Exercise details:
Pull the lines of the material below and reproduce them word for word, in their original order.

┄┄┄┄┄┄┄┄┄┄

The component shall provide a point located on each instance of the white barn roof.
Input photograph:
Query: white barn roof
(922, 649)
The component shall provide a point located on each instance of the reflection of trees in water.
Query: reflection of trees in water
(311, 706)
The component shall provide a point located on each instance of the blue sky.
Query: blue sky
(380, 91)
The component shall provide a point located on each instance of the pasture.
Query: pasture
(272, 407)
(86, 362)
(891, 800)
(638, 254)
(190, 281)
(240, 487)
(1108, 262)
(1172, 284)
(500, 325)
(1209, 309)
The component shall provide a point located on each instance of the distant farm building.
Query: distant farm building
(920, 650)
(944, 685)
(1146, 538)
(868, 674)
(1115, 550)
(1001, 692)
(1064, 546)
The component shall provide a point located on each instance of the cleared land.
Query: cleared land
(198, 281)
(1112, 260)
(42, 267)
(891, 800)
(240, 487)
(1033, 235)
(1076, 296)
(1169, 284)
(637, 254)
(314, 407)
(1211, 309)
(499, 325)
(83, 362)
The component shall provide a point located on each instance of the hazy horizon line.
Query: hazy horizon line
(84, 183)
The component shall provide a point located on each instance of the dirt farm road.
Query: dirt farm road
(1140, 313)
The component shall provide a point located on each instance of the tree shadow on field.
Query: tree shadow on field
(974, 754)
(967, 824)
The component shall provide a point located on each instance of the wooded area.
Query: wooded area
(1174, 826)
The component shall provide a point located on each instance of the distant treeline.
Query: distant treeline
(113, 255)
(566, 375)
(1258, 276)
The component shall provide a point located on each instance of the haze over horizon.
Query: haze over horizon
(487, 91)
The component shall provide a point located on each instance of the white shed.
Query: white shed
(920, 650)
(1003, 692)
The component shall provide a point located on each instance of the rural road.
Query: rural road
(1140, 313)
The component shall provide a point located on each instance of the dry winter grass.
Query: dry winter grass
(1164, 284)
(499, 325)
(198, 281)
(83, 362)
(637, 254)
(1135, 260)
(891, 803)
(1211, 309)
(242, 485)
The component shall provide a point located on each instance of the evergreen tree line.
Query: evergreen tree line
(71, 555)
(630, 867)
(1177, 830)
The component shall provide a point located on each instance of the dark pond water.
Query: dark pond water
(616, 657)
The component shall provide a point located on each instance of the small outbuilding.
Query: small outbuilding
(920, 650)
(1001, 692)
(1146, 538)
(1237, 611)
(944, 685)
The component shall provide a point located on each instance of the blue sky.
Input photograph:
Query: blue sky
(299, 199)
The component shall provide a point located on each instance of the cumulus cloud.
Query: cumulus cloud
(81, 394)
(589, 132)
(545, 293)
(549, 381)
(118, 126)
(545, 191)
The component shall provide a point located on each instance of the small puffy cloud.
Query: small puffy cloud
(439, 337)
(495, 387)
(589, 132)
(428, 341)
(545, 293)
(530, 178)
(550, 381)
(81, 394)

┄┄┄┄┄┄┄┄┄┄

Result below:
The component shall provide a point located on each instance of the white barn roof.
Input photograph:
Query: white barn roof
(922, 649)
The component shall provide a point located on each instance of the reflection of trees in water.
Query: reflection of trees in water
(311, 706)
The component shall provide a point located on each instance of the blue sky.
Query: blue sky
(380, 91)
The component shall provide a point located on each instance of the pasture.
Query: pasture
(272, 407)
(86, 362)
(891, 800)
(638, 254)
(190, 281)
(240, 487)
(1108, 262)
(1172, 284)
(500, 325)
(1209, 309)
The component shall provide a point located on each instance of the distant farm building.
Query: distant farm building
(920, 650)
(944, 685)
(1146, 538)
(868, 674)
(1115, 550)
(1001, 692)
(1064, 546)
The component shall provide a point located on each instance of the cleared land.
Query: cleared land
(198, 281)
(1112, 260)
(42, 267)
(891, 800)
(240, 487)
(1033, 235)
(1076, 296)
(1169, 284)
(637, 254)
(314, 407)
(1211, 309)
(499, 325)
(83, 362)
The component shall provide a point located on each instance of the hazy horizon line.
Query: hazy horizon line
(84, 183)
The component shall provide a point located on each instance of the dirt farm road.
Query: dirt farm road
(1140, 313)
The component shall provide a point located on each instance of the tree shadow on field.
Query: tree shadow on field
(974, 754)
(967, 824)
The component shall provide a point located on each instance of the wooded area.
Query: wooded area
(1174, 826)
The component shall provide a point located on each instance of the distant treeline.
Query: distant treeline
(113, 255)
(566, 375)
(1258, 276)
The component shall provide a point located on each instance of the haze over horizon.
Query: haze over horizon
(487, 91)
The component shall provide a point located on each instance of the white shed.
Query: white shed
(920, 650)
(1003, 692)
The component shall provide a point located on each instance of the rural road.
Query: rural road
(1140, 313)
The component shall provide a point located on each instance of the dry winter grass.
Query: dry winter grass
(1164, 284)
(499, 325)
(198, 281)
(83, 362)
(637, 254)
(1135, 260)
(891, 803)
(1211, 309)
(242, 485)
The component shall provide a point located on each instance of the evergreen tree line.
Query: evergreen tree line
(71, 555)
(630, 867)
(1177, 830)
The component shall provide a point located on each instance of the dark pond water.
Query: dark pond water
(616, 657)
The component shall provide a point located on each instance of the small outbuilding.
Query: small outbuilding
(920, 650)
(1001, 692)
(1146, 538)
(1237, 611)
(944, 685)
The component shall provide a point located on each instance of the blue sky.
Input photograph:
Query: blue sky
(299, 199)
The component shall provide a point located on each instance of the cumulus cloud.
Query: cumulus cloud
(81, 394)
(589, 132)
(545, 293)
(549, 381)
(118, 126)
(545, 191)
The component shall provide a point located on each instance of the small puffy cloud.
Query: small puffy cloud
(439, 337)
(495, 387)
(589, 132)
(428, 341)
(545, 293)
(530, 178)
(550, 381)
(81, 394)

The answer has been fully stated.